Text under study:
:::

What is powerful about Argentine Tango in comparison with other dances is the priority placed on and the care taken to develop perfect physical connection between the partners. This precise connection makes communication more exact, makes the touch of the partners more tender, and makes possible more subtle musicality.
Precisely connected motion is the foremost aim of most teachers, who have articulated countless diverse methods in efforts to induce it. Dancers are instructed to put their weight over their toes, press their chests hard into one another, keep their chests always facing the partner… They are instructed to remain “grounded”, to visualize roots, to “make love to the floor”, to keep their knees bent. Revels are told to “surrender” and to “collect” their feet tightly together between steps. Annoyed marks may bark “don’t do anything” and aim to keep a tight grip along his partner’s bra-strap.
But none of these techniques are apparent in what world-class dancers do. Their embrace, knee flexion, and weight distribution changes constantly over a wide range of possibilities, and revels are strong and active.
The instructions above are tricks to get beginners dancing, tricks which are not consistently useful, nor biomechanically sound, and which must be unlearned as students advance. These tricks make new Revels easier to handle, but fail to instill skills to handle themselves as advanced dancers.
There is adequate connection and there is sublime connection. Sublime connection is one of the things that people get addicted to. It enables partners to feel we are moving as one. It is a demanding practice, but the rewards are well worth it.
The difficulty is that teaching the technique that advanced dancers actually use requires deep self-study, a high level of articulateness about the body, and a sustained awareness of the gap between already being able to do it and having no idea or feeling for it at all.

:::

Entries shown:
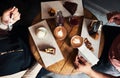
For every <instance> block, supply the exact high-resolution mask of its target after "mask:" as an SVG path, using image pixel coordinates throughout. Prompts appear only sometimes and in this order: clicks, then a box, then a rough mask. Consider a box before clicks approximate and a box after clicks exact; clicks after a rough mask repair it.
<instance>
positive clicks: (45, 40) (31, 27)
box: [29, 20, 64, 67]
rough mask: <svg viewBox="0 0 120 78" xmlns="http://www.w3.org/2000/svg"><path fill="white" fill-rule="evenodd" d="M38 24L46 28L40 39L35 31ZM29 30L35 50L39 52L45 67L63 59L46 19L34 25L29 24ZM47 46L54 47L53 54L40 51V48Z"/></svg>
mask: <svg viewBox="0 0 120 78" xmlns="http://www.w3.org/2000/svg"><path fill="white" fill-rule="evenodd" d="M40 26H44V27H45V28H46V30H47V31H46V35H45V36H44V38H42V39H40V38H39V37H38V36H37V35H36V33H35V32H36V29H37V28H39V27H40ZM29 31H30V34H31V36H32V38H33V41H34V43H35V46H36V47H37V50H38V52H39V54H40V57H41V59H42V61H43V63H44V65H45V67H48V66H50V65H52V64H54V63H56V62H58V61H60V60H62V59H64V58H63V55H62V53H61V50H60V49H59V46H58V45H57V43H56V40H55V38H54V36H53V34H52V32H51V30H50V28H49V26H48V24H47V22H46V20H43V21H41V22H39V23H37V24H35V25H32V26H30V27H29ZM48 47H54V48H55V50H56V51H55V54H49V53H46V52H42V51H40V50H41V49H44V48H48Z"/></svg>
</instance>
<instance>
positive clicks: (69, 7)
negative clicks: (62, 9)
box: [63, 1, 78, 15]
mask: <svg viewBox="0 0 120 78" xmlns="http://www.w3.org/2000/svg"><path fill="white" fill-rule="evenodd" d="M63 6H64V7H65V8H66V9H67V10H68V11H69V12H70V13H71V15H74V13H75V12H76V10H77V6H78V4H77V3H74V2H70V1H66V2H65V3H64V4H63Z"/></svg>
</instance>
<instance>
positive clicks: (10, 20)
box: [1, 7, 20, 25]
mask: <svg viewBox="0 0 120 78" xmlns="http://www.w3.org/2000/svg"><path fill="white" fill-rule="evenodd" d="M19 19H20V13H19V12H18V8H16V7H13V8H10V9H8V10H6V11H5V12H4V13H3V15H2V17H1V22H2V23H3V24H4V25H9V24H11V25H12V24H14V23H15V22H16V21H18V20H19Z"/></svg>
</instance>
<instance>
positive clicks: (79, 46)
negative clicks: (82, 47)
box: [70, 35, 83, 48]
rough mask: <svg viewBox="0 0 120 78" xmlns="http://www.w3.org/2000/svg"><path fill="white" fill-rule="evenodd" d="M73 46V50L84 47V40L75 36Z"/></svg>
mask: <svg viewBox="0 0 120 78" xmlns="http://www.w3.org/2000/svg"><path fill="white" fill-rule="evenodd" d="M70 42H71V46H72V47H73V48H78V47H80V46H82V44H83V38H82V37H81V36H79V35H74V36H73V37H72V38H71V41H70Z"/></svg>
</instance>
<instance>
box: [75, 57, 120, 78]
mask: <svg viewBox="0 0 120 78" xmlns="http://www.w3.org/2000/svg"><path fill="white" fill-rule="evenodd" d="M74 65H75V68H76V70H77V71H80V72H83V73H85V74H87V75H88V76H90V77H92V78H117V77H113V76H111V75H108V74H104V73H101V72H97V71H95V70H93V69H92V68H91V64H90V63H88V62H87V61H86V60H85V59H84V58H83V57H82V56H76V59H75V62H74ZM118 78H119V77H118Z"/></svg>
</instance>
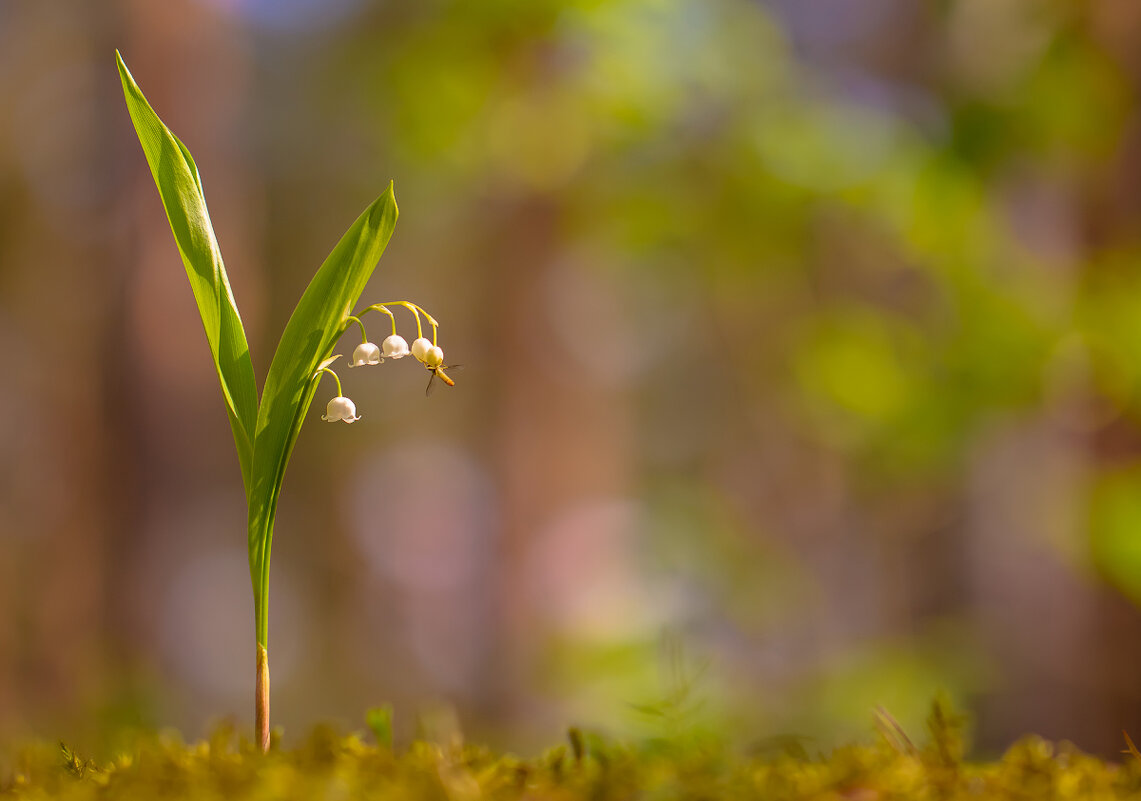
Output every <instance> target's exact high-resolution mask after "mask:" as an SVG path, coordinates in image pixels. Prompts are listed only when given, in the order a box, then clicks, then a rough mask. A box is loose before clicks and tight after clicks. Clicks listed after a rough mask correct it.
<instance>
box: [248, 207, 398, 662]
mask: <svg viewBox="0 0 1141 801" xmlns="http://www.w3.org/2000/svg"><path fill="white" fill-rule="evenodd" d="M396 216H397V208H396V197H395V195H394V193H393V185H391V184H389V185H388V191H387V192H386V193H385V194H383V195H381V196H380V197H378V199H377V200H375V201H374V202H373V203H372V205H370V207H369V208H367V209H365V211H364V213H362V215H361V217H358V218H357V220H356V222H354V224H353V225H351V226H350V227H349V229H348V230H347V232H346V233H345V236H342V237H341V241H340V242H339V243H338V244H337V246H335V248H334V249H333V252H332V253H330V254H329V258H327V259H325V262H324V264H323V265H322V266H321V269H318V270H317V274H316V275H315V276H314V277H313V281H311V282H309V286H308V289H306V290H305V294H302V296H301V300H300V301H298V305H297V308H296V309H293V315H292V316H291V317H290V318H289V323H286V324H285V331H284V332H283V333H282V338H281V342H278V345H277V353H275V354H274V361H273V363H272V364H270V365H269V374H268V375H267V377H266V386H265V388H264V389H262V391H261V407H260V408H259V411H258V428H257V436H256V438H254V445H253V475H252V484H251V485H250V492H249V502H250V518H249V534H250V543H249V544H250V574H251V578H252V580H253V594H254V604H257V605H258V607H259V608H258V614H257V620H258V642H260V644H261V645H265V642H266V625H267V622H266V621H267V617H266V607H267V601H268V599H267V596H268V585H269V577H268V576H269V548H270V544H272V541H273V527H274V515H275V513H276V510H277V495H278V492H280V491H281V485H282V479H283V478H284V476H285V466H286V464H288V462H289V458H290V453H291V452H292V451H293V444H294V443H296V442H297V435H298V432H299V431H300V430H301V423H302V422H304V420H305V415H306V412H307V411H308V410H309V404H310V403H311V402H313V395H314V393H315V391H316V387H317V382H316V381H315V380H314V379H313V374H314V372H316V370H317V367H318V366H319V365H321V363H322V361H324V359H325V357H327V356H329V354H330V353H332V349H333V346H334V345H335V343H337V340H338V339H340V335H341V334H342V333H345V329H346V327H347V326H348V324H349V321H348V318H347V317H348V315H349V314H351V313H353V307H354V306H355V305H356V302H357V299H358V298H359V297H361V292H363V291H364V286H365V284H366V283H367V282H369V276H371V275H372V270H373V268H374V267H375V265H377V261H378V260H379V259H380V256H381V253H383V252H385V246H386V245H387V244H388V240H389V237H390V236H391V235H393V228H394V227H395V226H396Z"/></svg>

:::

What to produce:
Change "beginners" to "newcomers" in the tango text between "But none of" and "as advanced dancers.", inclusive, and give that stretch of text with the change made.

Answer space:
But none of these techniques are apparent in what world-class dancers do. Their embrace, knee flexion, and weight distribution changes constantly over a wide range of possibilities, and revels are strong and active.
The instructions above are tricks to get newcomers dancing, tricks which are not consistently useful, nor biomechanically sound, and which must be unlearned as students advance. These tricks make new Revels easier to handle, but fail to instill skills to handle themselves as advanced dancers.